__TRECHO DO DOCUMENTO__
#####
Autismo: Atraso na comunicação é sinal de alerta, diz fonoaudióloga
3 de agosto de 2017Um dos principais marcos essenciais do desenvolvimento da criança depois do gatinhar, do andar e do balbuciar é a fala e apesar dessas etapas variarem a cada criança, é preciso estar atento caso haja atrasos significativos na comunicação, um dos principais sinais do Transtorno do Espectro Autista (TEA).
Trata-se de uma condição geral para um grupo de desordens complexas do desenvolvimento do cérebro, antes, durante ou logo após o nascimento. Esses distúrbios se caracterizam pela dificuldade na comunicação social e comportamentos repetitivos.
Embora todas as pessoas com TEA partilhem essas dificuldades, o seu estado irá afetá-las com intensidades diferentes. Assim, essas diferenças podem existir desde o nascimento e serem óbvias para todos; ou podem ser mais sutis e tornarem-se mais visíveis ao longo do desenvolvimento.
Uma pesquisa da Universidade do Rio Grande do Sul analisou 32 crianças diagnosticadas com autismo e mostrou que 61% dessas crianças apresentaram atraso na fala. Esse, aliás, foi o principal motivo que os levaram ao consultório de um especialista.
#####
Transcreva fielmente o trecho do texto sobre autismo e atraso na fala, começando nas palavras que contêm "Trata-se de uma" e parando logo depois de "e comportamentos repetitivos.". A listagem não tem nenhuma relação com o que se pede aqui.

__LISTAGEM FORNECIDA__
#####
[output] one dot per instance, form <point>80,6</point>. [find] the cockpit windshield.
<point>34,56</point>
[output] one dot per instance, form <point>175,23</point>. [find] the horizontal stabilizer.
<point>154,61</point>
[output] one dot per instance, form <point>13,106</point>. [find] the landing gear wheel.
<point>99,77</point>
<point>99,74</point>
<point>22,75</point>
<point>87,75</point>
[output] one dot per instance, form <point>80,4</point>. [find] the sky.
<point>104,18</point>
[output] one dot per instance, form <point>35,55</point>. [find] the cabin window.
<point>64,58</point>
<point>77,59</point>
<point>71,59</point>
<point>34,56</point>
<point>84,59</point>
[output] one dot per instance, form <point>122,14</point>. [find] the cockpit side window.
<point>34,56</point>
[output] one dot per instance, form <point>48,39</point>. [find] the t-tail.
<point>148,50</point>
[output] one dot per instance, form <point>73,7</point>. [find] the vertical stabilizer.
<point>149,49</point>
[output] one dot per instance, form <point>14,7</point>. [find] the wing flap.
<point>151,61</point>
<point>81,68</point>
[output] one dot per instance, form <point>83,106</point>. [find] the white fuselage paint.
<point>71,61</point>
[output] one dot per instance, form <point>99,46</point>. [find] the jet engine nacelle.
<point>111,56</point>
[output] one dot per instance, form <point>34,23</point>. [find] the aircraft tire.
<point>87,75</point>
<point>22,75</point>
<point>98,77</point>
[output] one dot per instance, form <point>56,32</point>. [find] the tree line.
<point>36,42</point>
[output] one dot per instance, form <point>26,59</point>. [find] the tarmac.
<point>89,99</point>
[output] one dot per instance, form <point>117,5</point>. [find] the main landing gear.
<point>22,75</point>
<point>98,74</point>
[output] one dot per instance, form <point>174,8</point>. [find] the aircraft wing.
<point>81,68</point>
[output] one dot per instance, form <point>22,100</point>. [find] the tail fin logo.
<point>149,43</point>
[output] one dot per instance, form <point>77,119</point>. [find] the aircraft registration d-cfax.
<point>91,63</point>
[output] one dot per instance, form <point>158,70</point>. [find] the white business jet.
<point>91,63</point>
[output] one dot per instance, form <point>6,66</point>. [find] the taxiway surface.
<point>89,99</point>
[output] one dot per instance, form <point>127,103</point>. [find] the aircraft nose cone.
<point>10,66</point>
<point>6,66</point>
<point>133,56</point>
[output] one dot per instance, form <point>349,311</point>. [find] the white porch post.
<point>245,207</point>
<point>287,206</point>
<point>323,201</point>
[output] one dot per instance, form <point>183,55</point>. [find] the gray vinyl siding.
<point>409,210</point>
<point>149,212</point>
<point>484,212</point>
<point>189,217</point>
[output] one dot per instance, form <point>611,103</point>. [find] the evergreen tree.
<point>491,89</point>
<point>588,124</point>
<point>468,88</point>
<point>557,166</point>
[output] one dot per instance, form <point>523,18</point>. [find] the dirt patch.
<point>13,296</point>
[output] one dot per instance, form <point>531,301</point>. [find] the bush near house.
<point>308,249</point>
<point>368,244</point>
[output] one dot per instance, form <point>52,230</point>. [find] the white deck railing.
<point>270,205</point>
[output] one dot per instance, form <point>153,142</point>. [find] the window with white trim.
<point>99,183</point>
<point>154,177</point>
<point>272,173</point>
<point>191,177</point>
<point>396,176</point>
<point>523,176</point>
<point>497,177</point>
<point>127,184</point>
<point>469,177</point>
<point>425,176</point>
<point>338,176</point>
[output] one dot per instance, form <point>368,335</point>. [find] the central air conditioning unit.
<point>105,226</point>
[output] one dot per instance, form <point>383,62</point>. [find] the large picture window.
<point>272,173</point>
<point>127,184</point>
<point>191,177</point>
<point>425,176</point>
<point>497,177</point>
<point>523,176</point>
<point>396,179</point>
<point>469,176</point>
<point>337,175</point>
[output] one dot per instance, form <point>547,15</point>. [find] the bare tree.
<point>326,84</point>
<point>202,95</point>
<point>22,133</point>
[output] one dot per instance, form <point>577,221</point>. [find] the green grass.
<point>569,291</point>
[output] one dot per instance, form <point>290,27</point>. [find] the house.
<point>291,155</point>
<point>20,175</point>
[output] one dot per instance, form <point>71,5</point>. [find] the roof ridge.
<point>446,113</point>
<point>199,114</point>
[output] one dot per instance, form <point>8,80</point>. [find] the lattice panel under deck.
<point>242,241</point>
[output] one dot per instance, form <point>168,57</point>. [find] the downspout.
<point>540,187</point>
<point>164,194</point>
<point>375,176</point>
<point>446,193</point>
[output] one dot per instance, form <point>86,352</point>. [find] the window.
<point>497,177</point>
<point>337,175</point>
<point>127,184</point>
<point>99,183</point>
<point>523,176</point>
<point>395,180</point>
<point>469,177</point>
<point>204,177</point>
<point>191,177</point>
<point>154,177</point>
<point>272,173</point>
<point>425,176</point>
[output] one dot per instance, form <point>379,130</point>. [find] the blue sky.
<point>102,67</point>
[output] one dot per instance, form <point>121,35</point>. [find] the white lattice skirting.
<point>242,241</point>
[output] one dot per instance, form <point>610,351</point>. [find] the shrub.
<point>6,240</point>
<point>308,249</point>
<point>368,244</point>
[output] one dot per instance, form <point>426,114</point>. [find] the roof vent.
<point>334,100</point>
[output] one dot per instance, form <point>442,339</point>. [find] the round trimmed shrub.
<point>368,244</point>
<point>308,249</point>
#####
__RESPOSTA ESCRITA__
Trata-se de uma condição geral para um grupo de desordens complexas do desenvolvimento do cérebro, antes, durante ou logo após o nascimento. Esses distúrbios se caracterizam pela dificuldade na comunicação social e comportamentos repetitivos.